## Exercise objective:
Continue the excerpt on U.S. economic policy toward China, picking up right after its final sentence.

## Document excerpt:
((

That is why the President has worked hard from day one to make our economic relationship with China more balanced so that it yields greater benefits for American workers and exporters and China no longer plays by a different set of rules.
At every juncture, the President and his economic team have pressed China to abide by international norms, especially given its outsized role in the international trading system. We have highlighted the costs of not adopting these norms, and we have moved forward with forging higher standards with like-minded countries.
The President has demanded changes where our core economic interests are at stake, and we have used all available mechanisms effectively and aggressively to defend them—including through the World Trade Organization (WTO) and the newly-created trade enforcement center that investigates unfair trading practices.
We have sought to work with the grain of the reform agenda many in China are advocating. We have highlighted the importance of rebalancing growth and leveling the playing field so that China avoids the middle-income trap and navigates its demographic transition.
And we have done so without undue drama by cultivating greater clarity and predictability in our bilateral engagement. We have worked hard to find common ground, recognizing that the first and second largest economies share an overwhelming interest in building a more robust global economy.
Today, our approach is yielding measurable gains. Exports to China have grown by over 50 percent since 2009—in line with the President’s strategy of doubling exports in five years. For the first time in decades, consulting companies are highlighting the attraction for global companies of bringing jobs to the United States, or “insourcing” their operations—citing heightened competitiveness relative to other markets. And employment in U.S. manufacturing has increased month after month, adding more than 500,000 new jobs since 2010.
Let me briefly elaborate on these four aspects of our approach.
First, China’s economy is now too large for it to pick and choose which rules it will follow without risking the integrity and legitimacy of the international system on which China’s growth depends.
China’s persistent exchange rate undervaluation in the years following its admission to the WTO is a vivid example of the impact China’s policy choices have on the international system. From the time China joined the WTO to 2006, its trade-weighted exchange rate depreciated by 15 percent, adjusting for inflation. Of course, with China’s productivity growth outpacing that of its trading partners, we should have seen strong appreciation throughout the period. This was not just our assessment; it was the International Monetary Fund’s (IMF) as well. China’s current account surplus shot up from roughly 1 percent of GDP to over 10 percent by 2007.
To compensate for the RMB’s growing undervaluation, China’s trading partners either resisted appreciation of their own exchange rates, thereby amplifying the distortion, or bore an undue burden of adjustment. The strains placed on the global economy sorely tested the legitimacy of the WTO and the IMF.
From day one, we have stressed that this approach is bad for China and unacceptable to the United States.
With demand in many advanced economies expected to remain weak for some time, and with a steep demographic cliff fast approaching, China faces tough choices to sustain growth and avoid the middle-income trap. The policy choices China makes will be important to America’s economic interests—to our exports, our workers, our businesses, and our farmers.
Only by moving from an economy dependent on external demand and exports to one driven by domestic consumer demand; an economy dependent on over-investment in resource-intensive industries to reliance on higher value activities; and an economy dependent on adoption and adaptation of foreign technology to one that nurtures innovation, can China sustain its growth.

))

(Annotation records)
((

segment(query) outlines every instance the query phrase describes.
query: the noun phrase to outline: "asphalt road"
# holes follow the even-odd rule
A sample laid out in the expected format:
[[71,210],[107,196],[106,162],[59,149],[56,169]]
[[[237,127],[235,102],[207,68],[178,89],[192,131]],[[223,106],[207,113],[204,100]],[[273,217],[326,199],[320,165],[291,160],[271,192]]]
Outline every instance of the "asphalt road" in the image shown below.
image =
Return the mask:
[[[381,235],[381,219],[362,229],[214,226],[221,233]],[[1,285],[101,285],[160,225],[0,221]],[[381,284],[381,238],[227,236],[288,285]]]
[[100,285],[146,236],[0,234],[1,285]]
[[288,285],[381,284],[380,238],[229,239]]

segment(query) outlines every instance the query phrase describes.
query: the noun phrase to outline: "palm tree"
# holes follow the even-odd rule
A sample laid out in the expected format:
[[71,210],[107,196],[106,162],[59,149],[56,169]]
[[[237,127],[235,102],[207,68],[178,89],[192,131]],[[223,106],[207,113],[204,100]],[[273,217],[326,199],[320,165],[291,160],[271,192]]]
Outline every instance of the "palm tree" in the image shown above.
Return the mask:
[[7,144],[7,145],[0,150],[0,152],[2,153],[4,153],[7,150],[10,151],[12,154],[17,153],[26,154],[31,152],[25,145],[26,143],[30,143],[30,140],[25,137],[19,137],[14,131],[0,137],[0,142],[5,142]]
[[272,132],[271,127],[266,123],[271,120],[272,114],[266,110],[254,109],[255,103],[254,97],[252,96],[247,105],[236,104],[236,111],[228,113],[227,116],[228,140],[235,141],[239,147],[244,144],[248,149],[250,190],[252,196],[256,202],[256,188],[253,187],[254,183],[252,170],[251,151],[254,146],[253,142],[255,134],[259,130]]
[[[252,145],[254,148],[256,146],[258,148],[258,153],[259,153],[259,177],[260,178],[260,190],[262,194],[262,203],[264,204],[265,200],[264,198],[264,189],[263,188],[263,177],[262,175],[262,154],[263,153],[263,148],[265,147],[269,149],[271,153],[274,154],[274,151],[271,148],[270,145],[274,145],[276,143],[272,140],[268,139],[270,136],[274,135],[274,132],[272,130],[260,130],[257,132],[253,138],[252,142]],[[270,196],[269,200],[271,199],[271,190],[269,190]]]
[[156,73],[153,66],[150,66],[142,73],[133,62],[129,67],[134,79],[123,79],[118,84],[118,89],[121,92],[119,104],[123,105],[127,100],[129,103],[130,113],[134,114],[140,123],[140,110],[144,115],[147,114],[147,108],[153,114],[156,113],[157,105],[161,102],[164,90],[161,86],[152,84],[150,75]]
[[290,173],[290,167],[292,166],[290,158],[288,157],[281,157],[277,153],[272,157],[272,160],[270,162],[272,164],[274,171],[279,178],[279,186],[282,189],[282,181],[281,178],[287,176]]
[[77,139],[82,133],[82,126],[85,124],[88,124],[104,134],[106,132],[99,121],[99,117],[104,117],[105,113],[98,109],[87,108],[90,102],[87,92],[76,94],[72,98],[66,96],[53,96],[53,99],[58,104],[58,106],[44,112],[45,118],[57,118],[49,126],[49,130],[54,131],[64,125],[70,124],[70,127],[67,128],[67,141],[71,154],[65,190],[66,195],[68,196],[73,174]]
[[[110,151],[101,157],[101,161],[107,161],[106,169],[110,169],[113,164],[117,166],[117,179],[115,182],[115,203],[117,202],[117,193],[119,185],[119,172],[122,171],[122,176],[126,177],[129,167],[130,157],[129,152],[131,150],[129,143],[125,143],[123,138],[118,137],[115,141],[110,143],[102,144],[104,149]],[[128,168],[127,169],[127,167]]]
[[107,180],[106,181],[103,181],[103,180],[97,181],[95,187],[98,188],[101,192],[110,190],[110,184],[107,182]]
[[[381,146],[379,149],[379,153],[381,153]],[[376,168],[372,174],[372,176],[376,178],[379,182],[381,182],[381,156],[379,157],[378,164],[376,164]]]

))

## Result of this exercise:
As it makes this transition, China’s domestic goals will be well served by the same principles that we pursue in our trade and investment agenda. China will be able to transition to higher value activities and develop robust innovation capacity only if it protects and enforces intellectual property rights, opens its government procurement market, eliminates preferential treatment of state-owned enterprises (SOEs), and compels its exporters to compete on the strength of their product offerings. It will not work with below-market input prices, an undervalued exchange rate, and pervasive intellectual property violations.
Of course, as China makes this transition, it will have a growing interest in improving access to investment opportunities in America’s dynamic markets and to our highly innovative products and services. We are willing to make progress on these issues, but our ability to do so will depend on how much progress we see from China.
And we are seeing some progress. Alongside China’s growth in wages—a welcome boost to household incomes—exchange rate appreciation is starting to make a difference for our exporters and our workers. China’s current account surplus has fallen by over 6 percentage points of GDP, reflecting an 11 percent appreciation of the currency against the dollar in inflation-adjusted terms.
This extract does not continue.